#### DOCUMENT SEGMENT
********
Monday, February 03, 2020

Farm bankruptcies rose 20% in 2019; at an eight-year high

"U.S. farm bankruptcy rates jumped 20 percent in 2019 - to an eight-year high - as financial woes in the U.S. agricultural economy continued in spite of massive federal bail-out funding, according to federal court data," P.J. Huffstutter reports for Reuters. "According to data released this week by the United States Courts, family farmers filed 595 Chapter 12 bankruptcies in 2019, up from 498 filings a year earlier. The data also shows that such filings -- known as 'family farmer' bankruptcies -- have steadily increased every year for the past five years." Chapter 12 bankruptcy was created in the 1980s as a way for small farmers and fishers to keep operating while restructuring their debts.

Bankruptcy experts and agricultural economists said the increase was somewhat expected, "as farmers face trade battles, ever-mounting farm debt, prolonged low commodity prices, volatile weather patterns and a fatal pig disease that has decimated China’s herd," Huffstutter reports.

The federal government tried to help farmers suffering financially from the trade war with China; almost one-third of U.S. net farm income in 2019 came from direct federal aid and crop-insurance payouts, Huffstutter reports. And though court data shows that that aid did prevent a worse crisis for most, some of the biggest bankruptcy spikes happened in places where farmers didn't receive much or any trade aid, such as apple growers in the Pacific Northwest. But many farmers were already in financial trouble: a high-interest alternative farm lender was the single biggest recipient of trade aid, because it forced farmers to assign payments to it.
********
[Image-grounded pointing data]
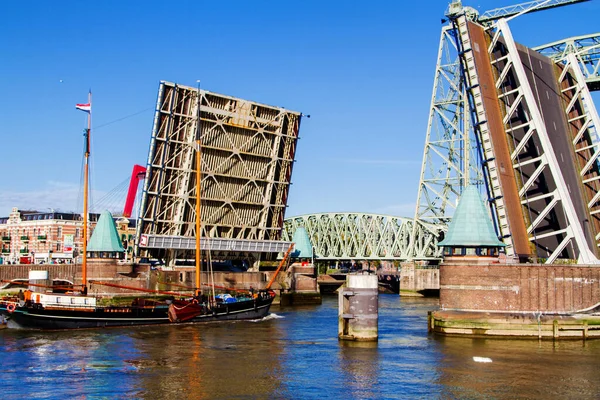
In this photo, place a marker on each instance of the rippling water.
(293, 353)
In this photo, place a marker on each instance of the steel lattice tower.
(487, 126)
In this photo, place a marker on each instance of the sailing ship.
(39, 310)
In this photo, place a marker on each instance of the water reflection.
(296, 356)
(523, 368)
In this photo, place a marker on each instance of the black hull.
(105, 317)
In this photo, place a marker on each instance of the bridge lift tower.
(521, 124)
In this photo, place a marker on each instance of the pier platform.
(514, 325)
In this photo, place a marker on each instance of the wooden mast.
(85, 193)
(198, 197)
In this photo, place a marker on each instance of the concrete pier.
(358, 313)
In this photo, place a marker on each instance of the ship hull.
(28, 317)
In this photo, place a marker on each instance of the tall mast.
(85, 192)
(198, 197)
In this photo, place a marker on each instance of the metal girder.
(213, 244)
(555, 224)
(450, 162)
(344, 236)
(529, 6)
(247, 153)
(584, 135)
(585, 49)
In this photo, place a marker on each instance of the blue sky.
(362, 70)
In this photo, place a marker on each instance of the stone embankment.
(518, 300)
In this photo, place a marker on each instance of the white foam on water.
(268, 317)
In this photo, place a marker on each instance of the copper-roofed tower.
(522, 125)
(105, 242)
(471, 235)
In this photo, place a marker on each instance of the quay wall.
(519, 287)
(414, 277)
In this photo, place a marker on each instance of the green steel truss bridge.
(361, 236)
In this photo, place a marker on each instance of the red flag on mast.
(84, 107)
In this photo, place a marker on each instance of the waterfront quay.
(294, 353)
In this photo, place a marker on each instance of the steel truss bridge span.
(360, 236)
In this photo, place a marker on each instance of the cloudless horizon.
(364, 71)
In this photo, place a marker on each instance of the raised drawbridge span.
(520, 123)
(362, 236)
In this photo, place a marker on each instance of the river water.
(293, 354)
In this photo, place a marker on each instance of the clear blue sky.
(362, 69)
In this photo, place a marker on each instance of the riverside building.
(42, 237)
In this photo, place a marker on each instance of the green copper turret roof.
(105, 236)
(302, 244)
(471, 225)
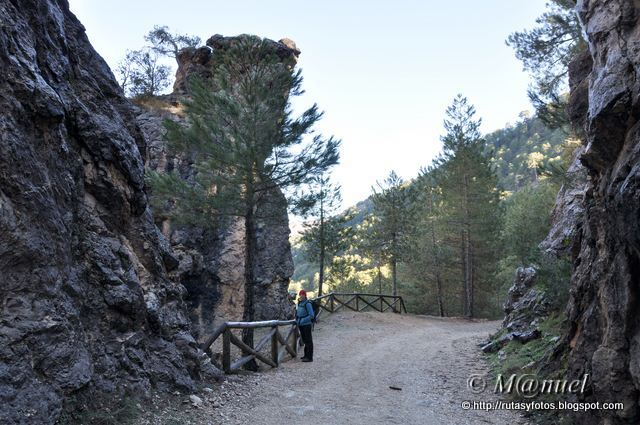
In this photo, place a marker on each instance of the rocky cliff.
(86, 303)
(604, 336)
(211, 260)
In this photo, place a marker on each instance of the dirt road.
(358, 356)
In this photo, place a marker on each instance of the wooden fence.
(335, 301)
(281, 345)
(286, 344)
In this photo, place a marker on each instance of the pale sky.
(383, 71)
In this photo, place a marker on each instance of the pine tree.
(426, 251)
(470, 198)
(546, 52)
(245, 144)
(391, 206)
(166, 43)
(325, 235)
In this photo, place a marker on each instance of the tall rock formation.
(86, 306)
(604, 306)
(211, 260)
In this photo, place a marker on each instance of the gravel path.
(358, 356)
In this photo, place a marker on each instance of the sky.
(383, 72)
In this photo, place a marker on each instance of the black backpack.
(315, 304)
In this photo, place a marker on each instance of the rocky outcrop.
(526, 306)
(603, 310)
(211, 260)
(202, 62)
(87, 307)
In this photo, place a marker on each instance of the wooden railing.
(280, 345)
(334, 301)
(287, 343)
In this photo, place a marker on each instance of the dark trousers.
(305, 334)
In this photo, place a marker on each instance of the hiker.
(304, 318)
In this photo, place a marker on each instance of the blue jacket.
(304, 313)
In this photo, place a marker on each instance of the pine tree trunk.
(249, 278)
(436, 260)
(394, 266)
(321, 275)
(468, 265)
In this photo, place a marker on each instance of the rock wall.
(211, 260)
(604, 308)
(86, 303)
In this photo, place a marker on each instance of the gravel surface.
(358, 357)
********
#### WHAT YOU NEED TO DO
1. Quote the farm bankruptcy article word for word, covering everything from "Monday, February 03, 2020" down to "restructuring their debts.".
2. According to the bankruptcy experts and agricultural economists cited in the farm bankruptcy article, what pressures do farmers face? List all of them.
3. Answer these questions from the farm bankruptcy article:
(a) How many Chapter 12 bankruptcies did family farmers file in 2019?
(b) In what decade was Chapter 12 bankruptcy created?
(c) What share of U.S. net farm income in 2019 came from direct federal aid and crop-insurance payouts?

#### RESPONSES TO THE TASKS
1.
Monday, February 03, 2020

Farm bankruptcies rose 20% in 2019; at an eight-year high

"U.S. farm bankruptcy rates jumped 20 percent in 2019 - to an eight-year high - as financial woes in the U.S. agricultural economy continued in spite of massive federal bail-out funding, according to federal court data," P.J. Huffstutter reports for Reuters. "According to data released this week by the United States Courts, family farmers filed 595 Chapter 12 bankruptcies in 2019, up from 498 filings a year earlier. The data also shows that such filings -- known as 'family farmer' bankruptcies -- have steadily increased every year for the past five years." Chapter 12 bankruptcy was created in the 1980s as a way for small farmers and fishers to keep operating while restructuring their debts.

2.
- Trade battles
- Ever-mounting farm debt
- Prolonged low commodity prices
- Volatile weather patterns
- A fatal pig disease that has decimated China's herd

3.
(a) 595
(b) The 1980s
(c) Almost one-third